▸ **Task instructions**
Please repeat the entries exactly as they appear and omit any images.

▸ **Dataset extract**
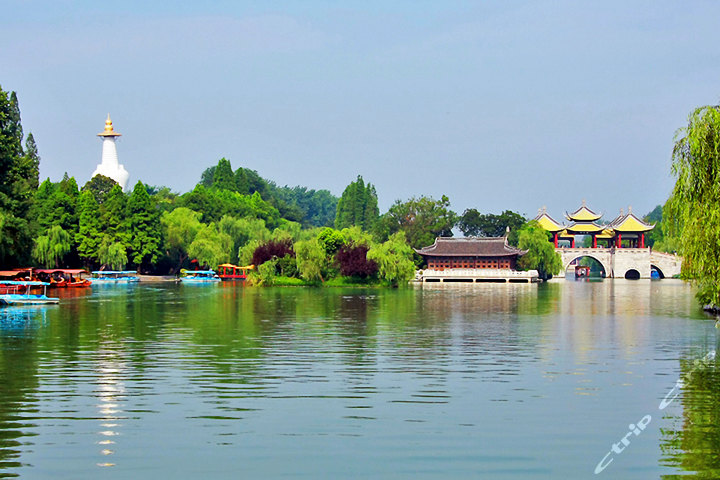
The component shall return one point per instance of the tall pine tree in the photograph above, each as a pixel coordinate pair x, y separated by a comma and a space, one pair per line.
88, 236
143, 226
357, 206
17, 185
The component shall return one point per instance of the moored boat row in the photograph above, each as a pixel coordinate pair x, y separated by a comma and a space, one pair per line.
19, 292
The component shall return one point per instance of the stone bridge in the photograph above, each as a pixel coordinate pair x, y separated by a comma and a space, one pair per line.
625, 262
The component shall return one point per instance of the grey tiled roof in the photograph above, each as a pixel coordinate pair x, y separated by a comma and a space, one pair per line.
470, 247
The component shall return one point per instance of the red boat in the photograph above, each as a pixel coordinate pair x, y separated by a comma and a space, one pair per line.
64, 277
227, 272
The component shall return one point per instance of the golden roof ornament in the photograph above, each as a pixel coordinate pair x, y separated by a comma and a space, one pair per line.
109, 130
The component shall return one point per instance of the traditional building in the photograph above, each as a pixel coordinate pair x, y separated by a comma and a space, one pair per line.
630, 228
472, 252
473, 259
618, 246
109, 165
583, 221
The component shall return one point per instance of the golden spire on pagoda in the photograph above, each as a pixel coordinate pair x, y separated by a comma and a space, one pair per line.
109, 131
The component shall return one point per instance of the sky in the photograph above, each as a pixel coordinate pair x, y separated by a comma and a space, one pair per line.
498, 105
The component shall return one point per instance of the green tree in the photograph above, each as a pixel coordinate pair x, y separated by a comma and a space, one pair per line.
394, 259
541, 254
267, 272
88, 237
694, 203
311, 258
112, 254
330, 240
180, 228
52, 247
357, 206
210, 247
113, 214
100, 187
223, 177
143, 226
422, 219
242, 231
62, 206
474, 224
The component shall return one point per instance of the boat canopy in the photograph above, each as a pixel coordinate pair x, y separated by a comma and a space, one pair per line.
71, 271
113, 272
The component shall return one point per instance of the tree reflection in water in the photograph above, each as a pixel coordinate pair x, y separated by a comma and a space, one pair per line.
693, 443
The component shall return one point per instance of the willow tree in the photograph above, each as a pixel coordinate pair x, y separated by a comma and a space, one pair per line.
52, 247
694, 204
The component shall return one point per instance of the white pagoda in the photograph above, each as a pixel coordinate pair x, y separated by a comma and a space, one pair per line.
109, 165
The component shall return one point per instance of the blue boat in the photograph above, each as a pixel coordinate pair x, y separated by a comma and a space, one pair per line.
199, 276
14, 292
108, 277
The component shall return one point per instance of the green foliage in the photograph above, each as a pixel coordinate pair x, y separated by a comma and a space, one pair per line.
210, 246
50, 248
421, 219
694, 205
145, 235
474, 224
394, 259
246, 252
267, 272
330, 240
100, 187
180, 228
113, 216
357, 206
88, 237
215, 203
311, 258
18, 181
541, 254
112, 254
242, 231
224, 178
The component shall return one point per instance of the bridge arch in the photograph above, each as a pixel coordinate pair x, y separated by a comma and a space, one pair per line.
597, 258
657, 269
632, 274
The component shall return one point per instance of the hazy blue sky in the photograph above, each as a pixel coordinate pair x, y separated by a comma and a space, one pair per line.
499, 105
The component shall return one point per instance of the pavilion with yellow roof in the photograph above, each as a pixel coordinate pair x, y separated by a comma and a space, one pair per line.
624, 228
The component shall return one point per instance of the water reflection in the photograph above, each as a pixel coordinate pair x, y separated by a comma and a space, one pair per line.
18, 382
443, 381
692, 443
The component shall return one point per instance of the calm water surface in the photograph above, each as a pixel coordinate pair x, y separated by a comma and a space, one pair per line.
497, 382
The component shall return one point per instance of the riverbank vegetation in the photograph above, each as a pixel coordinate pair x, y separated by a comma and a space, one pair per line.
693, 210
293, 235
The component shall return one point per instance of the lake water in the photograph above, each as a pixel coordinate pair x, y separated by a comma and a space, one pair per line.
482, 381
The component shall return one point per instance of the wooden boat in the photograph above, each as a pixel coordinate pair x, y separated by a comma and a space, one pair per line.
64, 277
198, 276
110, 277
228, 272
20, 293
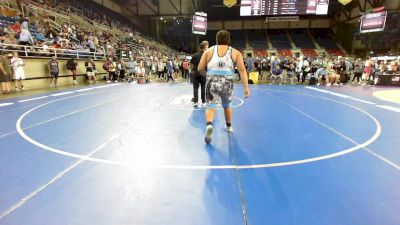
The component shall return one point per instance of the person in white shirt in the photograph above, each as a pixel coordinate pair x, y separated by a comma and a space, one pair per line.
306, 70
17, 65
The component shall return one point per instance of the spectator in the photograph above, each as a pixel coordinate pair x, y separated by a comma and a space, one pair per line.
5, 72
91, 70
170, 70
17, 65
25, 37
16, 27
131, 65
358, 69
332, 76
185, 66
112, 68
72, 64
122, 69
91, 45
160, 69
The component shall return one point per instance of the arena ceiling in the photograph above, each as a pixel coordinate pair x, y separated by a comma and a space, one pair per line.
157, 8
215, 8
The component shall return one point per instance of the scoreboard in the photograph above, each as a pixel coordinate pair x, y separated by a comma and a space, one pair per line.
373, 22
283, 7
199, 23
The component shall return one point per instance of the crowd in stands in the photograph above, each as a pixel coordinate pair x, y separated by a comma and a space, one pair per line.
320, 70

▸ **Written solution**
The component shall return one point per instance of the tall pine tree in the photograph above, each as a pixel coordinate pair x, y separated by a comma and a space, one pair per line.
88, 236
143, 226
357, 206
17, 185
The component shall return one point per instance of the moored boat row in the photograph above, each as a pixel coordinate pair x, y separated by a comma and a space, one pair per line.
19, 292
The component shall return one point per instance of the stone bridge in the photograph above, each as a pixel coordinate pair x, y separated by a comma and a space, one pair per line.
625, 262
The component shall return one point per instance of the grey tiled roof in the photograph above, each as a pixel coordinate pair x, y separated by a comma and a space, one pair per line.
470, 247
The component shall return one point per instance of the red boat in the photograph above, each as a pixel coordinate pair x, y separated by a comma and a space, one pair per line.
64, 277
227, 272
The component shall return one point per instance of the golden roof ornament in the photograph above, each as a pixel coordinate pair x, y separated by a comma and a space, one pair per line.
109, 130
The component shall return one point per instance of the traditional building in the photograph above, each as a pixel coordinate pair x, y separated by a comma and a space, one pair per line.
630, 228
472, 252
473, 259
618, 246
109, 165
583, 221
The component shall return one point per instance of the golden spire on pagoda in the photograph above, each as a pixel coordinate pair x, y separated by a comma and a space, one pair per line.
109, 131
The component shall return one point per instance of the sky in the photograph above, each as a pixel coordinate pair x, y separated by a comma and a space, one pair per line.
498, 105
The component shall return one point per instance of the green tree in the photograph above, each as a pixel coordinate pair x, y separated by a comma and a space, one pair per line.
394, 259
541, 254
267, 272
88, 237
694, 203
311, 258
112, 254
330, 240
180, 228
52, 247
357, 206
210, 247
113, 214
100, 187
223, 177
143, 226
422, 219
242, 231
62, 206
474, 224
The component shall return one point per instance of the boat canopy in the photograph above, each as a pixel coordinate pair x, y separated by a comma and a space, one pair per line.
71, 271
113, 272
The component shall return one point per instance of the tree reflection in water in the photograph above, each as a pixel coordinate pair x, y separated by a comma and a space, one pair per line.
693, 443
The component shall return one point per instance of the willow tree in the photograph above, each as a pixel coordinate pair x, y separated by a comma and a space, one pair per line.
52, 247
694, 204
The component shall return one point per instance of the white pagoda in the photograph above, each as a pixel coordinate pair x, y separated by a comma and a space, one pair per line.
109, 165
The component shall return one point per instance of the blue boat in the photograph above, each as a pixel coordinate pair x, y separated by a comma and a space, one pair per line.
199, 276
14, 292
108, 277
The component shall return one point per instance of the green foliage in the photograph above, each as a pixel coordinate pair x, y separated by a comma and a space, one pair per line.
210, 246
50, 248
421, 219
694, 205
145, 235
474, 224
394, 259
246, 252
267, 272
330, 240
100, 187
180, 228
113, 216
357, 206
88, 237
215, 203
311, 258
18, 181
541, 254
112, 254
242, 231
224, 178
The component shall return one point per instance of the bridge arch in the photograph above, each as a pixel coordinate pair x, y separated by a comma and a space, one pair per line.
597, 258
657, 269
632, 274
The component shall return one point per instance of the hazy blue sky in the photograph above, each as a pixel coordinate pair x, y separated by a comma and a space, one pair per line.
499, 105
The component shall return one point per instance of the pavilion with yellow roof in the photograph above, each as a pixel coordinate pair x, y separated by a comma and a space, one pair per line.
624, 228
The component shall return one point per instance of the water reflection in the photograph above, each as a pixel coordinate pair x, y separated by a comma and a space, one pair per line.
18, 382
443, 381
692, 443
The component shall return one point per instance of the calm water surface in the photograph above, each as a pixel coordinate pair x, y separated by a comma and a space, one pair per line.
497, 382
The component shall return one point per instance of the riverbank vegetation in the photograph above, each as a pixel coordinate pair x, y separated by a comma and a space, one pair per line.
693, 210
293, 235
The component shall return one point per instance of the lake water in the photograph above, each as a pixel coordinate pair x, y separated by a comma and a space, one pair per line.
482, 381
The component shall return one point per instance of the wooden boat in the photograph above, each as a pixel coordinate pair x, y separated by a comma and a space, one pair per line.
64, 277
198, 276
110, 277
228, 272
20, 293
The component shall return one point per instance of the person in white shirt in the photograph above, each as a pixel coordinate pair x, y separated by a comma and a space, one pair per line.
306, 70
17, 65
The component shall return one point per instance of the spectator in the photograph above, each as a pixel coordinate pair x, y separated by a comma and a space, one pair per line.
5, 72
91, 70
170, 70
17, 65
25, 37
16, 27
131, 65
358, 69
332, 76
185, 66
112, 68
72, 64
122, 69
91, 45
160, 69
The component shall return one point per instance of the arena ceiling in the photograph above, each as a pixel coordinate pair x, y separated by a comma and a space, one pair per line.
157, 8
215, 8
The component shall return one point per instance of the scoreboard in the photograph above, each as a pixel coordinate pair x, y separated by a comma and a space, one pair per line.
373, 22
283, 7
199, 23
The component shall return one point per instance of the crowd in stands in the photograph above, each as a pixel coordinate pair x, y separated by a comma and a space, one pair per line.
320, 70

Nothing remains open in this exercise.